begin Quoted passage
- Yakub in 2005

2nd Deputy Minister of Culture, Youth and Sports
- In office 20 September 2004 – 20 January 2007
- Monarch: Hassanal Bolkiah
- Minister: Mohammad Daud
- Preceded by: Selamat Munap
- Succeeded by: Adina Othman

Deputy Minister of Finance
- In office March 2003 – 20 September 2004
- Minister: Hassanal Bolkiah
- Preceded by: Ahmad Wally Skinner
- Succeeded by: Abdul Rahman Ibrahim

Personal details
- Born: 31 August 1947 Brunei
- Died: 20 January 2007 (aged 59) Singapore
- Resting place: Damuan Cemetery
- Spouse: Suzanah Rahmah
- Education: Harvard University
- Occupation: Civil servant; politician;

= Yakub Abu Bakar =

Bruneian politician (1947–2007)

Yakub bin Abu Bakar (31 August 1947 – 20 January 2007) was a politician from Brunei who served as the deputy minister of culture, youth and sports between 2005 and 2007, and deputy minister of finance from 2003 to 2004. He was also among the board of directors of Yayasan Sultan Haji Hassanal Bolkiah from 1992 to 1995.
end Quoted passage
begin Given information
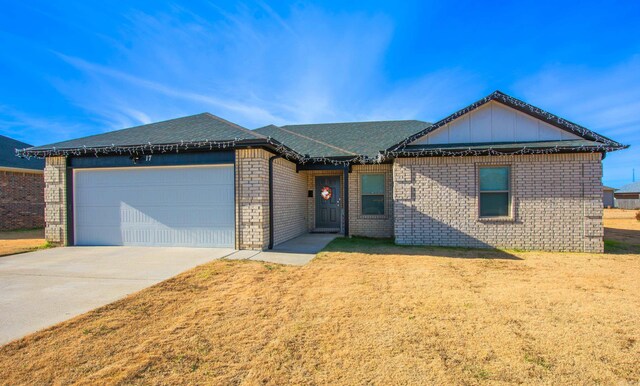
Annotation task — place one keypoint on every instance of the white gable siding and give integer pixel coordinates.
(495, 122)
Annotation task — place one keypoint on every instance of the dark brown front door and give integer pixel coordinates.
(328, 202)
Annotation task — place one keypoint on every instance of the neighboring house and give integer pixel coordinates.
(607, 197)
(21, 188)
(628, 196)
(498, 173)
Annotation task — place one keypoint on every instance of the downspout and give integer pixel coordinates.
(271, 159)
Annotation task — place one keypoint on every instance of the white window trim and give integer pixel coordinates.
(510, 199)
(384, 196)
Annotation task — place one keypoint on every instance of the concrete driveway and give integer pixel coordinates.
(39, 289)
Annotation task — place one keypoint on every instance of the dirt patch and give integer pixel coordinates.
(21, 241)
(362, 313)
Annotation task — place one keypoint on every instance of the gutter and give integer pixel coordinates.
(271, 160)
end Given information
### Requirements
1) According to the Yakub Abu Bakar biography, who preceded him as deputy minister of finance?
2) Write the next part of the Yakub Abu Bakar biography, starting after its last sentence.
The listing is material separate from the Yakub Abu Bakar biography.

### Task-by-task outputs
1) Ahmad Wally Skinner

2)
== Early life and education ==
Yakub received his education at Harvard University and began working for the government in 1973 as an administrative officer, first for the Brunei Economic Development Board and later for the department of education. In September 1980, he was appointed postmaster-general. He further expanded his experience and served in the young Brunei diplomatic service in London before being promoted to permanent secretary at the ministry of finance between 1 September 1989 and 19 October 2001. He attended the 5th Meeting of the ASEAN Directors-General of Customs in Brunei from 22 to 23 May 1997.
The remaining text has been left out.